**GIVEN EXERCISE A:**
Find every line in the rows that contains the string "trousers", paying attention to case, and copy each of those lines.

**QUOTED TEXT:**
--- Begin ---

Studio album by Venom
- Released: 16 April 1984
- Studio: Impulse Studios in Newcastle, England
- Genre: Speed metal; heavy metal; black metal;
- Length: 39:45
- Label: Neat
- Producer: Venom

Venom chronology
| Black Metal (1982) | At War with Satan (1984) | Possessed (1985) |

= At War with Satan =

At War with Satan is the third album by the British heavy metal band Venom, released on 16 April 1984. It is a concept album that tells the story of a war between Heaven and Hell which the latter side wins. It was touted as Venom's crossover into mainstream music, but failed to do so. Shortly after it went on sale, the HMV retailer withdrew the album from its shelves because of its anti-Christian content.

==Background==
The inspiration for writing a track filling out an entire side of the record, according to Venom's bassist and vocalist Cronos, came from Rush's 2112 album. "At War with Satan" is centred on a character named Abaddon (which is also the alias of Tony Bray, Venom's drummer), who is the guardian to the gates of Hell. Cronos started writing, in his school days, a story about "how Hell revolts and takes over the heavens and throws God into Hell", a story later fleshed out as "At War with Satan". The title track's imagery and storyline largely evokes the Book of Revelation and John Milton's epic poem Paradise Lost (1667–1674), filtered through an '80's horror movie and pulp aesthetic. The catchy opening riff of the title track derives from the song "Teaser" by Tommy Bolin (1975).

--- End ---

**EXTRACTED MATERIAL:**

--- Begin ---

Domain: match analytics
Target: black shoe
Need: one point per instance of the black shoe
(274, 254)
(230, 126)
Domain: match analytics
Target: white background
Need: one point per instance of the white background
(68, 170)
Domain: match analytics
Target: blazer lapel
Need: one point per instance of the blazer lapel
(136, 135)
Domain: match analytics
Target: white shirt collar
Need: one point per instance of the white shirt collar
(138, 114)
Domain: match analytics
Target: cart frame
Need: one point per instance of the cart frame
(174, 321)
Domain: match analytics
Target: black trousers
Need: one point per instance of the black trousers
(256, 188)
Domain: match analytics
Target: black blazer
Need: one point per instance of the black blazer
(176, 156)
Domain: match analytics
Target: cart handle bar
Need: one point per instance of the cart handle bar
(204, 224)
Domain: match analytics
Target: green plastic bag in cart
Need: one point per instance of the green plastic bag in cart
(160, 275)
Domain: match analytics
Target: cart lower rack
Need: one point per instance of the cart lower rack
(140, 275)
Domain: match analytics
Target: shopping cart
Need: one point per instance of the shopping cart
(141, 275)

--- End ---

**GIVEN EXERCISE B:**
Answer these questions using the article on At War with Satan:
(i) Which retailer pulled the album from its shelves, and for what reason?
(ii) Which album inspired the idea of a track taking up an entire side of the record?
(iii) Which song does the opening riff of the title track come from?

**FULL RESPONSE A:**
Target: black trousers
Need: one point per instance of the black trousers

**FULL RESPONSE B:**
(i) HMV withdrew it because of its anti-Christian content.
(ii) Rush's 2112.
(iii) "Teaser" by Tommy Bolin (1975).